- **Source data**:
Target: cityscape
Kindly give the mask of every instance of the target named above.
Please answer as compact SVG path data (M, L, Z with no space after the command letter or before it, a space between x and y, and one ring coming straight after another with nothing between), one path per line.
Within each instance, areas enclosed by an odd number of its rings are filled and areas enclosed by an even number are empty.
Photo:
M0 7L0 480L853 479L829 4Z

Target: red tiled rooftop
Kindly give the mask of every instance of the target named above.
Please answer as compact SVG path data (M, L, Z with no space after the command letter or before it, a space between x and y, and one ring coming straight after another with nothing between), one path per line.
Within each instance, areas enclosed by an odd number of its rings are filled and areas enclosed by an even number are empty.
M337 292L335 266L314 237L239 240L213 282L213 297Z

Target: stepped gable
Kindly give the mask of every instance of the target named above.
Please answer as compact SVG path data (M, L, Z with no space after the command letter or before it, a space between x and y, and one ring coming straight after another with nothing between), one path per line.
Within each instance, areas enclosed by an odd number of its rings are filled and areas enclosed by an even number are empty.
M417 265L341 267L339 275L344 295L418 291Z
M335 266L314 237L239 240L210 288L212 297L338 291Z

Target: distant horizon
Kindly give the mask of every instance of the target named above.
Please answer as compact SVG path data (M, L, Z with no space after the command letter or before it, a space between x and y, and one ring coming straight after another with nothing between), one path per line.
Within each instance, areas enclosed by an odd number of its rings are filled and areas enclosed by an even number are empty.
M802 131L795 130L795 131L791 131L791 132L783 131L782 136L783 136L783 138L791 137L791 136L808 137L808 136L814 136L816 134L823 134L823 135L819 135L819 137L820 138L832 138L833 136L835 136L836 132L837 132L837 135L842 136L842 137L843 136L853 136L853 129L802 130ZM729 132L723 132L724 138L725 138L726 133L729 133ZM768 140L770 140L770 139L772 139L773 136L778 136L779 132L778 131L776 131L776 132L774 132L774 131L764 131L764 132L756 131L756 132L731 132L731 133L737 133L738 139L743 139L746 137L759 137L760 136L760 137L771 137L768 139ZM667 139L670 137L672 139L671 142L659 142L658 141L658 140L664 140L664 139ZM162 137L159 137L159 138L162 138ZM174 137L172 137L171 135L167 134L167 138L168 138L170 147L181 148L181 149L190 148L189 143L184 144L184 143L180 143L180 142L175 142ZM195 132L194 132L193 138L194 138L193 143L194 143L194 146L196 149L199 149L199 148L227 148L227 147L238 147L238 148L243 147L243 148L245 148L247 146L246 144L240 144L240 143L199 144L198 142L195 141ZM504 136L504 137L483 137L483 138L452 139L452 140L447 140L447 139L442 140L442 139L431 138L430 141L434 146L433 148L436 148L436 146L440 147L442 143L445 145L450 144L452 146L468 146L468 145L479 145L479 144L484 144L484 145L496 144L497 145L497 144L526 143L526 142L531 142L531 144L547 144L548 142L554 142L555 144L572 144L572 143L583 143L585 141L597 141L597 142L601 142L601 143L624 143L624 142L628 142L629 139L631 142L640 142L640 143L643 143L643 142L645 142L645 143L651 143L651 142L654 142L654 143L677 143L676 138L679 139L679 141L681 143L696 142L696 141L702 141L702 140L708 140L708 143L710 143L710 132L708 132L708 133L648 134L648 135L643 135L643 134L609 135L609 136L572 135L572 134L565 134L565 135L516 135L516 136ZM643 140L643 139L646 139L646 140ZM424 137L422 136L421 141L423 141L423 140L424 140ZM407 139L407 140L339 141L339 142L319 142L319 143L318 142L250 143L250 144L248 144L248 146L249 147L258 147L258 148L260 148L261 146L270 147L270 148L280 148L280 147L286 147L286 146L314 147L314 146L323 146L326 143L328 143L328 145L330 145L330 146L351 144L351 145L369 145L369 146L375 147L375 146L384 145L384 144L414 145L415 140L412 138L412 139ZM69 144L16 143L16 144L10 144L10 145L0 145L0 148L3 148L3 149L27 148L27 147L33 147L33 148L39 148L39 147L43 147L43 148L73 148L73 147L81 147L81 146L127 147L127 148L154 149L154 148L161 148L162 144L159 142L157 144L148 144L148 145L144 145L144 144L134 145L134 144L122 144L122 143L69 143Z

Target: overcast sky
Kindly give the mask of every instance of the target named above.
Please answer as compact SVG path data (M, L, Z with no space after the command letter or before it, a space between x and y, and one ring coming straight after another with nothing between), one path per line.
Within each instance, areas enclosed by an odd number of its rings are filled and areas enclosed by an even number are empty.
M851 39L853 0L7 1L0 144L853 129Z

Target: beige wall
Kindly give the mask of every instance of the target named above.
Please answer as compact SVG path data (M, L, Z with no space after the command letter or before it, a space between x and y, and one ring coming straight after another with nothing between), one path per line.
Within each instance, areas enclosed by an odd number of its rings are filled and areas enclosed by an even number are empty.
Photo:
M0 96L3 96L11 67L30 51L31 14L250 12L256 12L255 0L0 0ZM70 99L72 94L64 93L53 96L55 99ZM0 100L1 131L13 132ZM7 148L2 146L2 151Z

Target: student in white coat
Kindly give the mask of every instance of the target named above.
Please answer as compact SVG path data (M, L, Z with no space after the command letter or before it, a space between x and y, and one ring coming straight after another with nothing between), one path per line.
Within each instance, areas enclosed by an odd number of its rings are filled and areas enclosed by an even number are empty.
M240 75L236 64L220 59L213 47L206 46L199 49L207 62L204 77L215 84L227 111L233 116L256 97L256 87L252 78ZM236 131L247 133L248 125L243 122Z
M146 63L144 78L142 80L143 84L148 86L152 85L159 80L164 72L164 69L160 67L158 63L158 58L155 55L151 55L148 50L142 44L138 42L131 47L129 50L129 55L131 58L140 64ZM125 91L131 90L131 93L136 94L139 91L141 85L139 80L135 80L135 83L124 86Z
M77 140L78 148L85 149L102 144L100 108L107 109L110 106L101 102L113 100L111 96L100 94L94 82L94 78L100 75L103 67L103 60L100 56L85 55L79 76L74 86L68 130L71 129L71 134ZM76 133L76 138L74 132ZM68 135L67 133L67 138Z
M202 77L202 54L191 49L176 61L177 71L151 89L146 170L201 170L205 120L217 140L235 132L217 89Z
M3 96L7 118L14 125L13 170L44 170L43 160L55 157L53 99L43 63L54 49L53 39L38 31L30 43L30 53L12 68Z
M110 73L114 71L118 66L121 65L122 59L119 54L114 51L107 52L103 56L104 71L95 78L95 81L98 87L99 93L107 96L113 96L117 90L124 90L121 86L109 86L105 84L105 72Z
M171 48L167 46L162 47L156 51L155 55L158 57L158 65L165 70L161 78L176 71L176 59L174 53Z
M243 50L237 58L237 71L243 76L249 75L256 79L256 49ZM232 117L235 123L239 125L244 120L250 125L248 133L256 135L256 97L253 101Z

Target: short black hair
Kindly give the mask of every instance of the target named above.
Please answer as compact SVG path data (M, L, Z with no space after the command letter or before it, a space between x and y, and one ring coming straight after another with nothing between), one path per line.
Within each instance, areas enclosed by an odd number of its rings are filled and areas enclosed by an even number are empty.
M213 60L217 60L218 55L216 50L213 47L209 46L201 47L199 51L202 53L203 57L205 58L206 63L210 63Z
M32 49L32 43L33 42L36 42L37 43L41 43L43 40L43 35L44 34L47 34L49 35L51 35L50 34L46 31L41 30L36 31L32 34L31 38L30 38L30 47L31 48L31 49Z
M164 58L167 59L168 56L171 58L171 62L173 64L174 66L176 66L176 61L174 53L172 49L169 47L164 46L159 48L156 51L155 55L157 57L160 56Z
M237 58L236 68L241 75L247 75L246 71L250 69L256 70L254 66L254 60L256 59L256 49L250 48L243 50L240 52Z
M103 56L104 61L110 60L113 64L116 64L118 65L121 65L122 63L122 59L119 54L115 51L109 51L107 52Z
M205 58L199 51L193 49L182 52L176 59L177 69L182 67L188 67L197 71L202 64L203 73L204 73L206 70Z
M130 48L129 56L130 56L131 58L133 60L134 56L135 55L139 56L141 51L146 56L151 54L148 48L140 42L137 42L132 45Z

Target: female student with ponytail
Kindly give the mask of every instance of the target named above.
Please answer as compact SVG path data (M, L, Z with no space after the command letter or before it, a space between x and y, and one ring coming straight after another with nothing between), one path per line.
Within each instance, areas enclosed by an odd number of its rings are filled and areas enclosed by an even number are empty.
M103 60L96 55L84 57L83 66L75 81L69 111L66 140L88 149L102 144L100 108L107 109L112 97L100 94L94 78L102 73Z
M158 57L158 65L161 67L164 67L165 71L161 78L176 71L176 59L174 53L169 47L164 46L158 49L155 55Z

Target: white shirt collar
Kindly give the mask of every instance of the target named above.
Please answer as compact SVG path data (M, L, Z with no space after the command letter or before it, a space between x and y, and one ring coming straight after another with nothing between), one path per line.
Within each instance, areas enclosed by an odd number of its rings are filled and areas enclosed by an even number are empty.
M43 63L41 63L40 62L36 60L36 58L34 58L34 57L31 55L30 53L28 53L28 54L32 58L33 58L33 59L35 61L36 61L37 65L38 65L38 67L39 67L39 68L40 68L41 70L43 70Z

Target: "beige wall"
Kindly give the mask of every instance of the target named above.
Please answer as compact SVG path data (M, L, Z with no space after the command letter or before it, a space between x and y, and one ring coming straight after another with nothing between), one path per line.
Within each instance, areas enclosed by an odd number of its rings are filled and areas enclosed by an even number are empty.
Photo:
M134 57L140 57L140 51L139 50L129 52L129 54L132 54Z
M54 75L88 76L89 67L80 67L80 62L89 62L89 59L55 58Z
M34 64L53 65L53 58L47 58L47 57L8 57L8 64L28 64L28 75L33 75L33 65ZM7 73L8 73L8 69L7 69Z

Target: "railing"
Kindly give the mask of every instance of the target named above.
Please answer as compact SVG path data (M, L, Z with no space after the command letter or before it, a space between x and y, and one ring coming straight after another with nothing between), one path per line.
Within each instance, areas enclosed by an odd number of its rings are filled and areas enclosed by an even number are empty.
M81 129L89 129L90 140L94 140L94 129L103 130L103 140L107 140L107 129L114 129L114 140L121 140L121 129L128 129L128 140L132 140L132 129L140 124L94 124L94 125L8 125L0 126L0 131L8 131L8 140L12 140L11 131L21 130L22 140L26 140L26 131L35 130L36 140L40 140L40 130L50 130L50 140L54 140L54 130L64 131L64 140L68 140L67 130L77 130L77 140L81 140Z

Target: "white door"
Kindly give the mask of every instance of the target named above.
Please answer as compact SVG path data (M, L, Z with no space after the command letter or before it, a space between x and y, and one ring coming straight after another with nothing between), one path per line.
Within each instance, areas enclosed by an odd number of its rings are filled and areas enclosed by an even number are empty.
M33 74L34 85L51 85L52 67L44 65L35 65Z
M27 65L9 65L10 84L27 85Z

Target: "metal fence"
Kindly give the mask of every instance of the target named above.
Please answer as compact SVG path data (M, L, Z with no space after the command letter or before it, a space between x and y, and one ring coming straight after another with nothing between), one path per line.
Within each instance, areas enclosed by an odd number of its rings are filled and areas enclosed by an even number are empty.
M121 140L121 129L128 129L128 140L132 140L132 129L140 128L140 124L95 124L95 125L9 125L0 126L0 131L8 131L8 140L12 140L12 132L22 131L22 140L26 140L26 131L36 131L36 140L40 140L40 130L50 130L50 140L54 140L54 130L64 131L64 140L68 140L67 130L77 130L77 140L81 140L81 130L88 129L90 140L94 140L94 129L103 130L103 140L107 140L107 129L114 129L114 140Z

- **Prompt**: Please update the part of the data that opens with the line containing "Target: white shirt collar" and closes with the line containing "M34 64L53 65L53", replacing "compact" with "condensed" and leaving everything else unchanged. Give back only those lines.

- **Output below**:
Target: white shirt collar
Kindly give the mask of every instance of the target named above.
Please answer as condensed SVG path data (M, L, Z with no space after the command letter or before it, a space between x and y, and one ring coming straight after another with nothing between), one path per line.
Within each instance, areas enclosed by an odd number of its rings are filled and areas enclosed by an even number are empty.
M43 63L41 63L40 62L36 60L36 58L34 58L34 57L31 55L30 53L28 53L28 54L32 58L33 58L33 59L35 61L36 61L37 65L38 65L38 67L39 67L39 68L40 68L41 70L43 70Z

Target: "beige wall"
Kindly give the mask of every instance of the target named above.
Please answer as condensed SVG path data (M, L, Z with no space after the command letter or before it, a space between x and y, and one ring coming straight after another with nothing between), one path per line.
Within each instance, areas enclosed by an odd number of its rings are filled and areas enclosed by an even number are empty.
Photo:
M134 57L140 57L140 51L139 50L129 52L129 54L132 54Z
M54 75L88 76L89 67L80 67L80 62L89 62L89 59L55 58Z
M34 64L53 65L53 58L47 58L47 57L8 57L8 64L28 64L28 75L33 75L33 65ZM7 73L8 73L8 69L7 69Z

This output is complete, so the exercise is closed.